_Written request_
Print the lines starting at the one containing "Task: pick out bus license" and ending at the one containing "<point>168,122</point>", both included, reproducing them without any change.

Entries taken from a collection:

+++++

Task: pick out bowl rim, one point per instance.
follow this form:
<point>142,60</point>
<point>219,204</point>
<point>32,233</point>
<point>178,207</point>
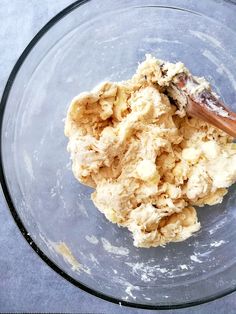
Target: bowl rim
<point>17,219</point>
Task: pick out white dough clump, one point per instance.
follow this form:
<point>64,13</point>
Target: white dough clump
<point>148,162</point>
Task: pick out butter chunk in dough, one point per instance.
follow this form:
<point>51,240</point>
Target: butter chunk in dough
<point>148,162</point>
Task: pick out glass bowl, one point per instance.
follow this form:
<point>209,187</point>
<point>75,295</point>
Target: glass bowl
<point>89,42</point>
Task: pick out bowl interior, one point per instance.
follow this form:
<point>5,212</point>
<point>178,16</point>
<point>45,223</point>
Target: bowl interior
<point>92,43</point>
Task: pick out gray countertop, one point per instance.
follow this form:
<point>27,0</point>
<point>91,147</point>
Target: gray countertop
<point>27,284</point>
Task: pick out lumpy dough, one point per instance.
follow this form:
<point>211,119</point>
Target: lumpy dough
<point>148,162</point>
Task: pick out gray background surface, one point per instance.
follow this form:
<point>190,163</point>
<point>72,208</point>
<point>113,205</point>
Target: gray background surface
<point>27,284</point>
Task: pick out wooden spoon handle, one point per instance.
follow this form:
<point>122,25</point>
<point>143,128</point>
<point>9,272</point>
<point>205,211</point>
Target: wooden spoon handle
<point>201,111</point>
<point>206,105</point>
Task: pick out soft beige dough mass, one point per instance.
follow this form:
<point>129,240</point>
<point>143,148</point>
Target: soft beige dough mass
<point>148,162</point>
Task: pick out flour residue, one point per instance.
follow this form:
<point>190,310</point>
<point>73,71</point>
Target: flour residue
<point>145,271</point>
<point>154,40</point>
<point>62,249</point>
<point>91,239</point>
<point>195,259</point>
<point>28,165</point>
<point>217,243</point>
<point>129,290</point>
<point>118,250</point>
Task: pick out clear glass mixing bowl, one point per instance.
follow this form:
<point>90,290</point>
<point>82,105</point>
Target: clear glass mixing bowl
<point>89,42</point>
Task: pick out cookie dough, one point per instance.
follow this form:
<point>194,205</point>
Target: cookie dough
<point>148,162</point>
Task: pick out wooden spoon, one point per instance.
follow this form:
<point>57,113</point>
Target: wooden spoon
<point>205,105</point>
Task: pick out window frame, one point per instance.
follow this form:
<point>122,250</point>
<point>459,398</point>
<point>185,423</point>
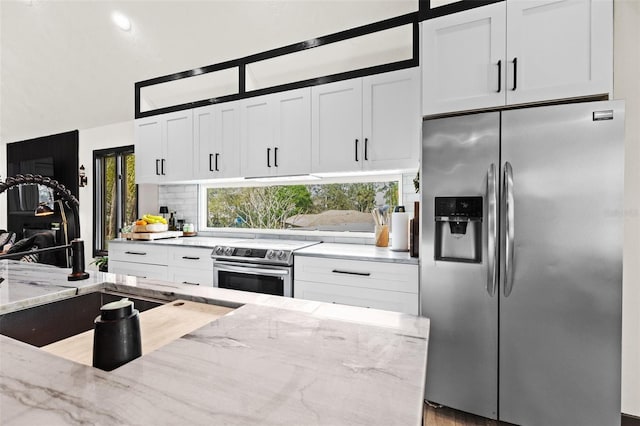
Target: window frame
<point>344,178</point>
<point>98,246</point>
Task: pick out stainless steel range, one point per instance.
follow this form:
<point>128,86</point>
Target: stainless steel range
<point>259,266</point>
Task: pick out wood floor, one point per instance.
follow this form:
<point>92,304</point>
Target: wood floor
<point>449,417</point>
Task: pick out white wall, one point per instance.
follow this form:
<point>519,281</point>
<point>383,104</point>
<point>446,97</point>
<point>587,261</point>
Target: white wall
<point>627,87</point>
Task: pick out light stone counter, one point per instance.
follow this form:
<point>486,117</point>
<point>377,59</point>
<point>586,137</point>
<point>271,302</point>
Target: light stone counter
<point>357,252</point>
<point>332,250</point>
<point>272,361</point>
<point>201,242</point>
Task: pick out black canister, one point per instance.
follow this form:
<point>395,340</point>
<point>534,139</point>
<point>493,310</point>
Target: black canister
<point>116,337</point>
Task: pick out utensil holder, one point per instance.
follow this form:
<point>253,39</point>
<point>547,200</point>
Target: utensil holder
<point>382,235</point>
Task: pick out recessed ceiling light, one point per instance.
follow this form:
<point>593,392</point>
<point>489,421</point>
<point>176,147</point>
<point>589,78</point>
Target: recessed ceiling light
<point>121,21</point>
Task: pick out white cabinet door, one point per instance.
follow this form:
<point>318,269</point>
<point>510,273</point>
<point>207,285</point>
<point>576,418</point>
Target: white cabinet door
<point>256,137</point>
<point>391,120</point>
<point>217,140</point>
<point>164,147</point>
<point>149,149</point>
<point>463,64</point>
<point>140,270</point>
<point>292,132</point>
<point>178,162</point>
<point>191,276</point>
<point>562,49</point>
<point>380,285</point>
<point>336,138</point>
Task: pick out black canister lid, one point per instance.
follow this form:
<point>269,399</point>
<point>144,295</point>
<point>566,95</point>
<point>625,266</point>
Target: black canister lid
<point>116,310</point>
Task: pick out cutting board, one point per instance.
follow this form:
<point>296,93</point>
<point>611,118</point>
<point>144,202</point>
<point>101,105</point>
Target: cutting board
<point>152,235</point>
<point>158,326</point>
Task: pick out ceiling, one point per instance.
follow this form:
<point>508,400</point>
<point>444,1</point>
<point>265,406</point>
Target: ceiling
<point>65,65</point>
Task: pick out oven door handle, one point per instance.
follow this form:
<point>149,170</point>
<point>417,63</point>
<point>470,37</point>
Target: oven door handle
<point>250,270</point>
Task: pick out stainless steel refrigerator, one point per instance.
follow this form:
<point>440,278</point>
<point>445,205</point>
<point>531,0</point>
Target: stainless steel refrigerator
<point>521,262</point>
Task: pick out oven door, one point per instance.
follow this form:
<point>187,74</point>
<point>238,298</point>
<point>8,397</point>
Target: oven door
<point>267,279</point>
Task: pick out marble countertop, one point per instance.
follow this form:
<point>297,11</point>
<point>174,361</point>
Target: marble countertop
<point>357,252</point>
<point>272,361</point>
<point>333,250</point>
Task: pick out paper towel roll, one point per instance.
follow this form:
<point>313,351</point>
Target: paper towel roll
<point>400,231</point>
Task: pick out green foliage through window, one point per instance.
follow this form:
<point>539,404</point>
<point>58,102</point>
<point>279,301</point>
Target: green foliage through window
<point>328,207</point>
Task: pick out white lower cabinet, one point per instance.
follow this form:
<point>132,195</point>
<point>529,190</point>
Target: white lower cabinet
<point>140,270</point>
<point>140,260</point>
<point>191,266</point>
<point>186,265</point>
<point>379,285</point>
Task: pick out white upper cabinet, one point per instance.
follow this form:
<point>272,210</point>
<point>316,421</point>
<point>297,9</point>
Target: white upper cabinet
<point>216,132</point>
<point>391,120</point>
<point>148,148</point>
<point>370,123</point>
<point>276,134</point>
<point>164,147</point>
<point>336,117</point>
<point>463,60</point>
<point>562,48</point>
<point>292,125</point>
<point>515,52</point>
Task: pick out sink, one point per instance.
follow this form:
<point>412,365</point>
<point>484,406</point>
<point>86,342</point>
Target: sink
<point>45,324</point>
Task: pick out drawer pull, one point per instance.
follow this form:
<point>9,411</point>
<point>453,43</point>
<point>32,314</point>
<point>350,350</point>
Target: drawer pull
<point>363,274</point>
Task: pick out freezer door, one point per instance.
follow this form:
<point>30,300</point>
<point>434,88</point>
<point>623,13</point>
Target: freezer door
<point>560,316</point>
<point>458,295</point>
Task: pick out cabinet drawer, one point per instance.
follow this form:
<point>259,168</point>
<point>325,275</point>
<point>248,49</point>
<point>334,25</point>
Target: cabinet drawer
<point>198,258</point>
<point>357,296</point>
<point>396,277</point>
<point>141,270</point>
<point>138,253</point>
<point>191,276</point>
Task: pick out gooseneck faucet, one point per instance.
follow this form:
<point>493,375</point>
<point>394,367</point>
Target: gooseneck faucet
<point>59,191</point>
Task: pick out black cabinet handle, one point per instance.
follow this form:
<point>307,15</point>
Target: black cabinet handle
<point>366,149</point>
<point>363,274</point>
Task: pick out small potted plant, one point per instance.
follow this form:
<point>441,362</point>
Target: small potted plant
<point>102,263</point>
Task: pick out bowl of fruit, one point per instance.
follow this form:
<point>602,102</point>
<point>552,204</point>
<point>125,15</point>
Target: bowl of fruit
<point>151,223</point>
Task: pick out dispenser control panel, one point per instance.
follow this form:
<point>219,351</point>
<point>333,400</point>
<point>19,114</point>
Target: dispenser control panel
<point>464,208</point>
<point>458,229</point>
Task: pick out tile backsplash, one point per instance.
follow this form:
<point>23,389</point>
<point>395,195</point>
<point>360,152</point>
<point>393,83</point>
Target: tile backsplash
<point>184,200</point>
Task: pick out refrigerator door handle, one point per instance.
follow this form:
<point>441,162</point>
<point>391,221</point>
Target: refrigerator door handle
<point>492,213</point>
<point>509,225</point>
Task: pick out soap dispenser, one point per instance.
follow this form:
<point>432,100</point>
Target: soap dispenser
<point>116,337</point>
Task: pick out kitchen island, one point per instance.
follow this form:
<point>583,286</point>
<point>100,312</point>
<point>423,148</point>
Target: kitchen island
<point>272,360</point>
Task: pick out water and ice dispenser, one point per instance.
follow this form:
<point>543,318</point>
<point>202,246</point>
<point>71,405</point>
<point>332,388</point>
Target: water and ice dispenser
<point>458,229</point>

+++++

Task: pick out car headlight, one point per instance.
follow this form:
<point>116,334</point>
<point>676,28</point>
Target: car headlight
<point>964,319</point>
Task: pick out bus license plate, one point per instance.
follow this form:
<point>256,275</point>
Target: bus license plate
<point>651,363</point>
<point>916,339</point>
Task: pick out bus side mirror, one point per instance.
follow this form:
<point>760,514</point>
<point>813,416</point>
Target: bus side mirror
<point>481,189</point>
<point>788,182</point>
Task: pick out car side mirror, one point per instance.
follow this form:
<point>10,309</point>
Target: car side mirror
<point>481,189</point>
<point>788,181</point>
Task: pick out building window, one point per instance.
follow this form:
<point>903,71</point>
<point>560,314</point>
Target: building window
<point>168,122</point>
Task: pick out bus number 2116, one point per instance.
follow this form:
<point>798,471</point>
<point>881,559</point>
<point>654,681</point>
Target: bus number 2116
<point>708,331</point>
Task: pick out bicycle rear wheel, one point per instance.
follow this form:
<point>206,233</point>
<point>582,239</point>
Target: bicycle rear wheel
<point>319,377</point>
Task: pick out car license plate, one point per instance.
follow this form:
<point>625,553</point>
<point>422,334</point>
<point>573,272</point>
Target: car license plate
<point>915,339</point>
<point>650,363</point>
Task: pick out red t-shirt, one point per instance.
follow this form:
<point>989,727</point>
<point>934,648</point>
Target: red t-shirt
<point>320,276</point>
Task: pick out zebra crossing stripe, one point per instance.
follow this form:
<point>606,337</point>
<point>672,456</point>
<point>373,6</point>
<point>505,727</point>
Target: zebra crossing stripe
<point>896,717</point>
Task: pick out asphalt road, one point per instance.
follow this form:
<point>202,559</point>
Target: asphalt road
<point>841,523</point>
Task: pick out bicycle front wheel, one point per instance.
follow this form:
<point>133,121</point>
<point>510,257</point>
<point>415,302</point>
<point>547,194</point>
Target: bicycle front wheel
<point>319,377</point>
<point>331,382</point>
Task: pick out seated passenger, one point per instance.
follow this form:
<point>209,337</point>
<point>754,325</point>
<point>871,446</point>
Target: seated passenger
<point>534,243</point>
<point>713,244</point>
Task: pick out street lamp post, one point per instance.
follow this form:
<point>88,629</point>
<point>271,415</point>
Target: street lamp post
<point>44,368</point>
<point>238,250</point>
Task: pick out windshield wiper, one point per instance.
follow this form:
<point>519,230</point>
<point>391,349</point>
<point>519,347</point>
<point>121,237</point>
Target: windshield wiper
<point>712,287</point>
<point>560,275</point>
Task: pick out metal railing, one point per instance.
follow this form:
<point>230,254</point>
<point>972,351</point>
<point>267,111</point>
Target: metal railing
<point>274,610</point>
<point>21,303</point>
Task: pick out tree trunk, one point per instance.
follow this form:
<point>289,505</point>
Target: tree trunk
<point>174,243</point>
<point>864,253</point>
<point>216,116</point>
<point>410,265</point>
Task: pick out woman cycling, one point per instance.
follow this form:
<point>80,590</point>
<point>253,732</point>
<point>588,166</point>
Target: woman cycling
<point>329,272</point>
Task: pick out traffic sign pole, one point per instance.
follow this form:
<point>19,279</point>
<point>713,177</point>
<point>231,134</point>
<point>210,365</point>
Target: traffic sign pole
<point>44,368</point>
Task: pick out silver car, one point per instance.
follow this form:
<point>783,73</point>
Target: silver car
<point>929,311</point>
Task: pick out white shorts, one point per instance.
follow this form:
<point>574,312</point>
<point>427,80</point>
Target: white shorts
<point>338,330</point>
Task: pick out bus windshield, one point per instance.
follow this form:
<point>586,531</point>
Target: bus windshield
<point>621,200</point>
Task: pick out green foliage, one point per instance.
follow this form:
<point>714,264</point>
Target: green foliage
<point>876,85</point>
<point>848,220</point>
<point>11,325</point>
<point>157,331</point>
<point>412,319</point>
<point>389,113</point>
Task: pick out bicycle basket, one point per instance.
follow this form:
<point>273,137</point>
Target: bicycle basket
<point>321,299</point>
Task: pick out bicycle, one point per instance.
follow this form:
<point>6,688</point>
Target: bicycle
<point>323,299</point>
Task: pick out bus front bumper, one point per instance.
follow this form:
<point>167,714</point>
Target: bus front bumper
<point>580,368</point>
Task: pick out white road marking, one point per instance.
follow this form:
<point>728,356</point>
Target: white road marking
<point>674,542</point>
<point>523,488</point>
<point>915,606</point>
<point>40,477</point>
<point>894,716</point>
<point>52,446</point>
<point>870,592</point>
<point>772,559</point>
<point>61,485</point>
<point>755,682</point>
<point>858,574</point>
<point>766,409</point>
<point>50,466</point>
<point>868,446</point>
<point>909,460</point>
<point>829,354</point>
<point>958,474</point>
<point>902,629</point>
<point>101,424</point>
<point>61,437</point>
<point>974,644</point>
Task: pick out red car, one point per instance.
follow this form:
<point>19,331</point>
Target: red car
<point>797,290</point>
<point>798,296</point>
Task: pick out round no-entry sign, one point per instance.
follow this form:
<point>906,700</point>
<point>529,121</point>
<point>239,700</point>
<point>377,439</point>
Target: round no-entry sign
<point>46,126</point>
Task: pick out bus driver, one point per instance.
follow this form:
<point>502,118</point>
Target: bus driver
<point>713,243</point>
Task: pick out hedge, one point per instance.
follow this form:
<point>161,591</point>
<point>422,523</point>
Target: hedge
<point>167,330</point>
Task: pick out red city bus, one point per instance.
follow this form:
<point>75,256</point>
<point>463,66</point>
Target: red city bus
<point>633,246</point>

+++++

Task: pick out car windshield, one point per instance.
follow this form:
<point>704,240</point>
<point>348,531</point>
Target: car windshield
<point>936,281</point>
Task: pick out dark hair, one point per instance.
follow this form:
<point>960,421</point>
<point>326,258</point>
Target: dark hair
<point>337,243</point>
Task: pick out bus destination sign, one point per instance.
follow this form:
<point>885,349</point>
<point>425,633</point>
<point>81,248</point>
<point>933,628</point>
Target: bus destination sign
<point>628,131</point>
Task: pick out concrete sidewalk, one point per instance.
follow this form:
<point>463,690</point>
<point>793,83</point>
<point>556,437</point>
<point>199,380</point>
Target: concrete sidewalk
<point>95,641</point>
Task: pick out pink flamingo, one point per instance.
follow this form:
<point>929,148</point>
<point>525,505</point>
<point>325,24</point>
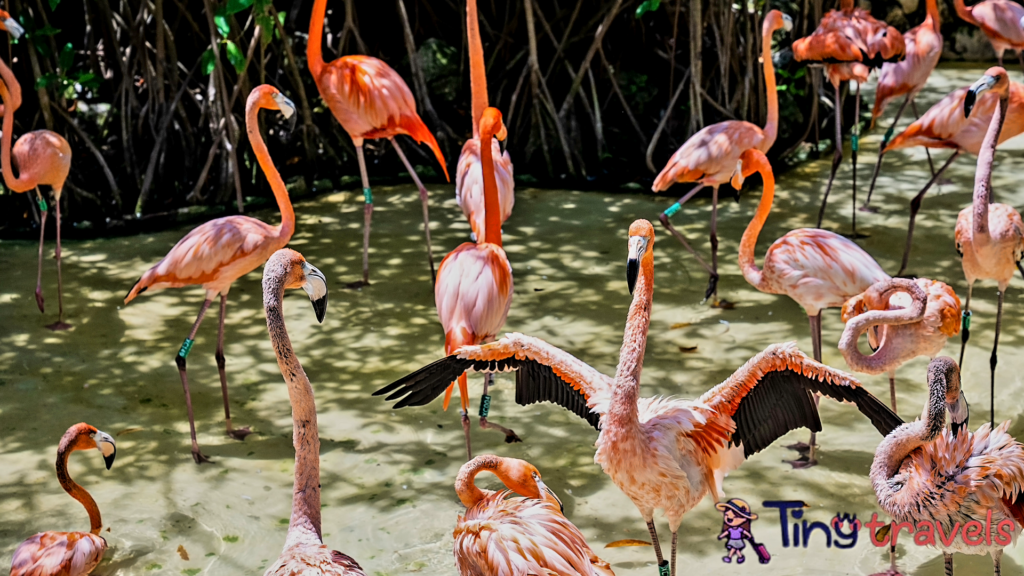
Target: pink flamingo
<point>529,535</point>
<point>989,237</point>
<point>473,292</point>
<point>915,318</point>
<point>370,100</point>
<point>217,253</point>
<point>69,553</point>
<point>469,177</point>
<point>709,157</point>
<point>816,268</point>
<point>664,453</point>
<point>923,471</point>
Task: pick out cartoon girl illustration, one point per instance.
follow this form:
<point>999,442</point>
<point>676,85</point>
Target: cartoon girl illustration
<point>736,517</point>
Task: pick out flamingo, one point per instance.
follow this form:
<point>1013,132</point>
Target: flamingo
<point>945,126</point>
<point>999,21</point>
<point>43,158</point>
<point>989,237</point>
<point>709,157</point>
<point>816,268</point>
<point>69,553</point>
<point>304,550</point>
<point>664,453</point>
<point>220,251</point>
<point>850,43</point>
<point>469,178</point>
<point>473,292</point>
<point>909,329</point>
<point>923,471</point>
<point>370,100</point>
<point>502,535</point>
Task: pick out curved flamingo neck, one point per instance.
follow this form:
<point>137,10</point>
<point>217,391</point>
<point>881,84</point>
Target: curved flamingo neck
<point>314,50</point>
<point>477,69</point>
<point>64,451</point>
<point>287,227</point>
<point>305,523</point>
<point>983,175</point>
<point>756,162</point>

+++++

_Written response_
Task: pick out bus license plate, one point per instance.
follow this form:
<point>256,275</point>
Target: bus license plate
<point>651,363</point>
<point>916,339</point>
Task: pick out bus side mirror, one point per instance.
follow this form:
<point>760,514</point>
<point>813,416</point>
Target: bus side mirror
<point>481,189</point>
<point>788,182</point>
Task: pick out car side mirror, one point per instance.
follow this form:
<point>10,309</point>
Target: car side mirror
<point>481,189</point>
<point>788,181</point>
Task: pick out building window, one point per instance.
follow this form:
<point>903,71</point>
<point>560,314</point>
Target: building window
<point>168,122</point>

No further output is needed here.